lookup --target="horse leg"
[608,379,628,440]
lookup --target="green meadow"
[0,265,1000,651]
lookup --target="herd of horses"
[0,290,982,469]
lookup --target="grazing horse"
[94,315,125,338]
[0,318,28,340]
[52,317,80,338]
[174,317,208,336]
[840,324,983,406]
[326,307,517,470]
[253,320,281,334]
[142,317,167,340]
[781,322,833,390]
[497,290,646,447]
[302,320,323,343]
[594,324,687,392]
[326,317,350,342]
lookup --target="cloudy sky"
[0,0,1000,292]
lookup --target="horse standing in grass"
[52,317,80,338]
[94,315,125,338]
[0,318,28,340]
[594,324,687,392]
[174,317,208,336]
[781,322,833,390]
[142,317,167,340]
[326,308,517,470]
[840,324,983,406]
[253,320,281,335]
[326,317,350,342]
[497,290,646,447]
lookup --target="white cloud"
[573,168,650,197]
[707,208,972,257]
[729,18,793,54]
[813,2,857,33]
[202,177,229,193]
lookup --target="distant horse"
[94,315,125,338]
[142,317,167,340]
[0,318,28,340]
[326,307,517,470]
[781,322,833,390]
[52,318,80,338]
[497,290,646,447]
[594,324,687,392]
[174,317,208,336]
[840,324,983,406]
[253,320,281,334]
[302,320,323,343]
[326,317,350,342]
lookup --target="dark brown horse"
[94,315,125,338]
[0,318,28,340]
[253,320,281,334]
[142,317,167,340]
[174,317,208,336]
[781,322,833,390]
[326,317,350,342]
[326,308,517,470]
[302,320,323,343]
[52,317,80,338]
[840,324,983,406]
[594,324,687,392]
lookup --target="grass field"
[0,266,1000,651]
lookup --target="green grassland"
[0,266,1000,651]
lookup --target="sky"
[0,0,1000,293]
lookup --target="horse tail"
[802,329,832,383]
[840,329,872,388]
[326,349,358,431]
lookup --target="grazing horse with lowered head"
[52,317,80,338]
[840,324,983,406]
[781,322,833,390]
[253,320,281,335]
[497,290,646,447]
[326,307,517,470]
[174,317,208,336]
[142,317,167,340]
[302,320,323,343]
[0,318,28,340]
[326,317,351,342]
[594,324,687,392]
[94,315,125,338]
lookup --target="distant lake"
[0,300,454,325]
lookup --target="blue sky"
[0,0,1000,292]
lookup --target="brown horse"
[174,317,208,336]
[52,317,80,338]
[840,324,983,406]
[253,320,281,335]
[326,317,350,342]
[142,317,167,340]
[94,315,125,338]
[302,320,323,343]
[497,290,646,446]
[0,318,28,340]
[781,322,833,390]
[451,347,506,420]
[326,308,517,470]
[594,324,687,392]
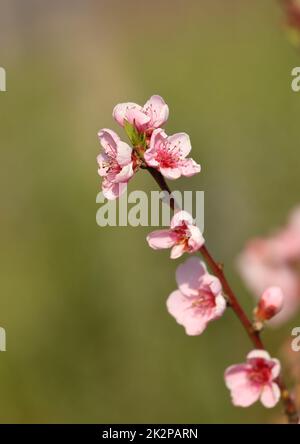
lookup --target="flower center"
[155,142,181,168]
[192,288,216,311]
[248,358,272,385]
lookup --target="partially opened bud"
[254,287,284,322]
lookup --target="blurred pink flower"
[282,0,300,30]
[225,350,280,408]
[238,208,300,325]
[97,129,134,200]
[144,128,200,179]
[254,287,284,322]
[113,95,169,135]
[147,211,204,259]
[167,257,226,336]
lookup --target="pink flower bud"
[254,287,284,321]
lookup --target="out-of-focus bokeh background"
[0,0,300,423]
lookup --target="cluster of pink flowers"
[97,95,200,200]
[238,208,300,324]
[97,96,292,416]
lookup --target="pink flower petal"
[224,364,249,390]
[188,225,205,253]
[170,211,193,229]
[112,163,133,183]
[247,350,271,361]
[170,243,185,259]
[180,159,201,177]
[147,230,177,250]
[113,102,142,126]
[260,382,280,408]
[167,290,207,336]
[168,133,192,158]
[126,108,150,130]
[98,128,120,158]
[176,257,207,297]
[143,95,169,128]
[116,141,132,166]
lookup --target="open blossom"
[144,128,200,179]
[238,208,300,325]
[147,211,204,259]
[113,95,169,135]
[97,129,134,200]
[224,350,280,408]
[167,257,226,336]
[254,287,284,322]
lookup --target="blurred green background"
[0,0,300,423]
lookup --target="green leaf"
[124,119,146,148]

-- -- --

**To be done**
Please locate each line in the data above that contains the word "green", and copy those lines out in full. Treat uppercase and lowercase letters as different.

**Expected output**
lookup --target="green meadow"
lookup --target="green grassland"
lookup --target="blurred green background"
lookup --target="green leaf"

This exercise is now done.